--- ROWS ---

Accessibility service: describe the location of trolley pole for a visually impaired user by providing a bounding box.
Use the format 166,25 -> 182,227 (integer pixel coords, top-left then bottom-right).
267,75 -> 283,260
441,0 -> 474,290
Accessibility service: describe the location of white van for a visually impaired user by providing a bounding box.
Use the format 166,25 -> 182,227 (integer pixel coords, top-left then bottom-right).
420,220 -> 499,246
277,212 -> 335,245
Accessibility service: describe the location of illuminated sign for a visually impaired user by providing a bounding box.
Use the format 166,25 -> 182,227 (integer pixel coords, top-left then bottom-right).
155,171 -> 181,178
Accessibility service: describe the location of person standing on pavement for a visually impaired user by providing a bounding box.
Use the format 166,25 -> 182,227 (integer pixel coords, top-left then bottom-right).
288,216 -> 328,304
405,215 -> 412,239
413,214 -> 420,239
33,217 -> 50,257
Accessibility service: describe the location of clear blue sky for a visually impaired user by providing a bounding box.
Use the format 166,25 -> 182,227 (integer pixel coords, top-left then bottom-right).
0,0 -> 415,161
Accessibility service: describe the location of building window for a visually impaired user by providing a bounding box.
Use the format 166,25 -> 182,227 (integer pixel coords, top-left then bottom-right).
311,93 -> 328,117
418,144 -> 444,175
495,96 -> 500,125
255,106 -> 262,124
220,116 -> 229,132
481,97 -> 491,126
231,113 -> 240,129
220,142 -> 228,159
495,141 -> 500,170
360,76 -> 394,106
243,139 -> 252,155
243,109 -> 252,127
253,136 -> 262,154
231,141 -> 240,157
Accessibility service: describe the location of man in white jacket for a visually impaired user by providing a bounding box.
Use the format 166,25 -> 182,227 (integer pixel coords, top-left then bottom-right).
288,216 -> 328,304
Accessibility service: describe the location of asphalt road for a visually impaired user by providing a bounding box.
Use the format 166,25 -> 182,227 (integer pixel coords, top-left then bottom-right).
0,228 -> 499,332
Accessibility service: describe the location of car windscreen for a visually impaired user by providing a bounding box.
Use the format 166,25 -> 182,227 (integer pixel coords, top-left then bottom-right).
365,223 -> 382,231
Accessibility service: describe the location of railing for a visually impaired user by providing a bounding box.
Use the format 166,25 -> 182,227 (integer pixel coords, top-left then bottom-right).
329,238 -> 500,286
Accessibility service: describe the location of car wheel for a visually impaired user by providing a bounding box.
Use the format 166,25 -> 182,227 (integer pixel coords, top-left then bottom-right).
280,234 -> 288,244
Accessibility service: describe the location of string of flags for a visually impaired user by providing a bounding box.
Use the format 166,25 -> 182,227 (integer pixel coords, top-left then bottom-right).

---

EXERCISE GOAL: Output the whole listing above again, unchanged, with every line in its original order.

SOLUTION:
Accessibility service: describe the location of trolley pole for a visually impaired user by providing a bounding box.
Use the format 166,25 -> 182,227 (integer pixel coords, top-left then bottom-right).
267,75 -> 283,260
441,0 -> 474,290
Accessibility service: describe the location of white van for a visually impaired user by providing a bounding box.
Use the format 166,25 -> 182,227 (integer pixel coords, top-left then bottom-right).
420,220 -> 499,246
277,212 -> 335,245
Accessibility service: describe the location of illuminated sign for a visually impaired user by providing a bounding box.
Use the format 166,25 -> 182,227 (integer pixel coords, top-left then bottom-right).
155,171 -> 181,178
Accessibility service: describe the location of person standing on pavement for a visually impaired user by providing a bounding box.
Use the format 166,25 -> 182,227 (integer pixel coords, top-left then bottom-right).
288,216 -> 328,304
405,215 -> 412,239
413,214 -> 420,239
33,217 -> 50,257
Accessibility service: describe the location of clear blue sky for a visually impaired user by providing a bounding box.
Use the format 166,25 -> 182,227 (integer pixel coords, top-left then bottom-right).
0,0 -> 415,161
Accessibility service: describe the location of building window for a visually impaired user by providing a bounding box.
Use the format 166,25 -> 182,227 (integer pixel coords, top-left then bottom-right).
311,93 -> 328,117
418,144 -> 444,175
495,96 -> 500,125
255,106 -> 262,124
220,116 -> 229,132
481,97 -> 491,126
231,113 -> 240,129
220,142 -> 228,159
495,141 -> 500,170
360,76 -> 394,106
243,139 -> 252,155
243,109 -> 252,127
253,136 -> 262,154
231,141 -> 240,157
Accessibility service: describe the location of man in white jacket for a visually impaired user by providing a bounding box.
Use the format 166,25 -> 182,227 (integer pixel coords, top-left then bottom-right).
288,216 -> 328,304
Accessibility service: describe the location of asphalt road for a visually impaired user by providing a bounding box.
Use the format 166,25 -> 182,227 (integer pixel coords, top-left then bottom-right).
0,228 -> 499,332
Accessibility service: describe the location of car windscreen for a visually impaired user by providing a bounding box.
Use the format 166,25 -> 182,227 (integer pixel coords, top-left then bottom-right).
365,223 -> 382,231
Accessibility service: describe the location of railing for a visually impaired user by providing a bounding box.
Use the format 166,25 -> 182,227 (integer pixel coords, top-left then bottom-right).
329,238 -> 500,286
Accessibility service: describe the location of car wheel for a visually impaired user by providing a bounding box.
Use the format 166,25 -> 182,227 (integer pixel coords, top-left then bottom-right).
280,234 -> 288,244
Accessibility service: describe the location of string of flags for a visually impaired user by providing a bounding box.
Use the format 166,25 -> 182,227 (integer pixel coords, top-left then bottom-right).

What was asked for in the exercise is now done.